Activity:
The response should consist of the data reproduced word for word.

Material provided:
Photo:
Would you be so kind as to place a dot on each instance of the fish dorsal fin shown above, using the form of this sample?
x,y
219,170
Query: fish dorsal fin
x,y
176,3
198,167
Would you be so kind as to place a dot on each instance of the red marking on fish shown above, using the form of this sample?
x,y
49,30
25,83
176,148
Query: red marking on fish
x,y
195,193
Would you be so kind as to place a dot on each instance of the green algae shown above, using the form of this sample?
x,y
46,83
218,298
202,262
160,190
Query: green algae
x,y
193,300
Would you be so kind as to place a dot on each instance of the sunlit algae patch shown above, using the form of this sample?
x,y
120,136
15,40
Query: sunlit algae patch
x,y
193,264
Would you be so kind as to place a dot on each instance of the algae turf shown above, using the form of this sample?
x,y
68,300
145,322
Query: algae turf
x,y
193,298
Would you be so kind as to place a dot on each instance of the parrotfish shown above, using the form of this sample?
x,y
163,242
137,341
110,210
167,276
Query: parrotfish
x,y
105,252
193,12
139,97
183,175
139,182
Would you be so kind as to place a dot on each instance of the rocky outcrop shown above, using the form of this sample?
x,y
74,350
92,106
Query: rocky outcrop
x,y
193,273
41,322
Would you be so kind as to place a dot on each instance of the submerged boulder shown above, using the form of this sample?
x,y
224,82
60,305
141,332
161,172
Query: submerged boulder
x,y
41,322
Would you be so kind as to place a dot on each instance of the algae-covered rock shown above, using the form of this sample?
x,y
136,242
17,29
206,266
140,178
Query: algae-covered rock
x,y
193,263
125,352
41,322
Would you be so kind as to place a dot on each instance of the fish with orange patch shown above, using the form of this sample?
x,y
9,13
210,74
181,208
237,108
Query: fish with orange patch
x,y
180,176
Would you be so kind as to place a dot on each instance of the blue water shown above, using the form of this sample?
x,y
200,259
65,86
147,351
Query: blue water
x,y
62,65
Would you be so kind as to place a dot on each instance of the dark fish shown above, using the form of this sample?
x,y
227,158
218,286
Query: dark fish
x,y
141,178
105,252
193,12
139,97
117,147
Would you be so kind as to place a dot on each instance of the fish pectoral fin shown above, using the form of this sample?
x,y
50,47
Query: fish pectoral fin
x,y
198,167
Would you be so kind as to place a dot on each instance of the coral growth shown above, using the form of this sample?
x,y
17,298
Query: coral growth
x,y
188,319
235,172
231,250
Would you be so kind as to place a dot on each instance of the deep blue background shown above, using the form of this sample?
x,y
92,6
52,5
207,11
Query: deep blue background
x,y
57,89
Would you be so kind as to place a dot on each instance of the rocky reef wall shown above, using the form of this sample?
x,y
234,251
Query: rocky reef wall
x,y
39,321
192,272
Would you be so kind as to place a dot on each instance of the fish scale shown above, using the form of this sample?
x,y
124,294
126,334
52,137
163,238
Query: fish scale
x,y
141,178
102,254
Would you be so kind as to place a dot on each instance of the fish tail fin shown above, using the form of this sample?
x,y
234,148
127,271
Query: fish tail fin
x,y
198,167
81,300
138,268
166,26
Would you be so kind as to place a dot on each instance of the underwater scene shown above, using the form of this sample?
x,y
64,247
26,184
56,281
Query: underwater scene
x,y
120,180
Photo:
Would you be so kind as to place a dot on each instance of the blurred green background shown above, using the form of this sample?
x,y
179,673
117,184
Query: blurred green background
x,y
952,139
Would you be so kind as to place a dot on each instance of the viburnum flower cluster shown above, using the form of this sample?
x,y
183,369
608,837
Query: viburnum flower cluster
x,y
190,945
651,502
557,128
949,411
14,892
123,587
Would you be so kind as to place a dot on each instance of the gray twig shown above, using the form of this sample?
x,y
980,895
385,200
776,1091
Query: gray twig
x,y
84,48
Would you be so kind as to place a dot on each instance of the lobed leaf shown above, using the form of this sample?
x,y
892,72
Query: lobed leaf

Result of the exercise:
Photo:
Would you be so kind as to place a dot on each instance of the fish dorsal fin shown above, using the form of this sample?
x,y
219,170
Query: fish dorsal fin
x,y
176,3
198,167
Would you be so kind as to place a dot on each instance of the red marking on fish shown above, using the form of this sample?
x,y
49,30
25,83
176,148
Query: red marking on fish
x,y
195,193
Would you be so kind as to place a dot on each instance of the green algae shown above, using the form of this sample?
x,y
46,83
218,298
202,262
160,190
Query: green algae
x,y
193,300
Would you be so kind as to place a dot on each instance of the sunlit algae patch shown above, using the form of this sample?
x,y
120,136
15,40
Query: sunlit algae patch
x,y
193,264
Would you be so kind as to place a dot on each instance of the algae turf shown above, using the form of this sample?
x,y
68,300
145,322
Query: algae turf
x,y
193,298
Would you be so kind as to place a dot on each instance of the parrotfish shown above, using the form of this sample?
x,y
163,242
137,341
110,210
167,276
Query: parrotfish
x,y
105,252
193,12
139,97
183,175
139,182
Would you be so kind as to place a dot on each instance of the rocky outcrop shown above, using the form of this sample?
x,y
74,350
92,106
Query: rocky outcrop
x,y
193,273
41,322
Would you be so kind as to place a dot on each instance of the submerged boulder shown above, using the form of this sample?
x,y
224,82
60,305
141,332
161,172
Query: submerged boulder
x,y
41,322
Would you be so kind as to place a dot on each instance of the algae-covered rock shown above, using the form of this sample?
x,y
136,242
17,29
206,266
140,178
Query: algae-covered rock
x,y
193,263
125,352
41,322
Would you be so kind as to place a dot on each instance of the fish with orange patch shown above, using the form of this sample?
x,y
9,13
210,74
181,208
237,108
Query: fish with orange patch
x,y
180,176
Would you be so kind as to place a dot on each instance of the blue water shown above, using the form of this sample?
x,y
200,259
65,86
147,351
Query: blue water
x,y
62,65
Would you be so kind as to place a dot on each instance of the dark fish shown above, using the form of this sample?
x,y
227,158
218,286
Query: dark fish
x,y
141,178
105,252
193,12
139,97
117,147
Would you be so kind as to place a dot on each instance of the fish pectoral fin shown above, using the form of this sample?
x,y
50,47
Query: fish pectoral fin
x,y
198,167
Would you be so kind as to place a dot on each instance of the coral growth shown above, using the form of this sample?
x,y
17,298
Query: coral growth
x,y
188,319
235,172
231,250
Would you be so kind as to place a dot on each instance of the deep blue background shown above, using the form of this sample?
x,y
92,6
52,5
207,11
Query: deep blue background
x,y
57,89
Would you be so kind as to place a dot on each instance of the rocky reef wall shown above, using the form of this sample?
x,y
234,251
Query: rocky reef wall
x,y
39,321
192,272
Would you be so kind as to place a dot on each instance of the fish scale shown above, using the form of this sample?
x,y
124,294
126,334
52,137
163,238
Query: fish scale
x,y
141,178
102,254
Would you be so kind as to place a dot on each instance of the fish tail fin shown above, using the form of this sample?
x,y
234,148
127,271
Query: fish tail fin
x,y
198,167
81,300
138,268
166,26
Would you be so kind as to place a dot on each instance of the underwater scene shown above, using the form of this sample?
x,y
64,247
26,184
56,281
Query: underwater scene
x,y
120,180
Photo:
Would you be so kind as to place a dot on each instance of the blurred green background shown above, using the form of this sample?
x,y
179,673
117,184
Query: blurred green background
x,y
952,139
Would you be so kind as to place a dot on each instance of the viburnum flower cluster shown above, using the form of this sample?
x,y
183,369
608,837
Query: viburnum flower cluster
x,y
190,945
651,502
557,128
949,411
14,892
123,587
Would you be so kind as to place a dot on each instance of the gray twig shown above, using the form of this sample?
x,y
980,895
385,200
776,1091
Query: gray twig
x,y
84,48
Would you be so kind as to place a dot on each instance of the lobed leaf shown above, using the form of this sample?
x,y
892,72
Query: lobed leaf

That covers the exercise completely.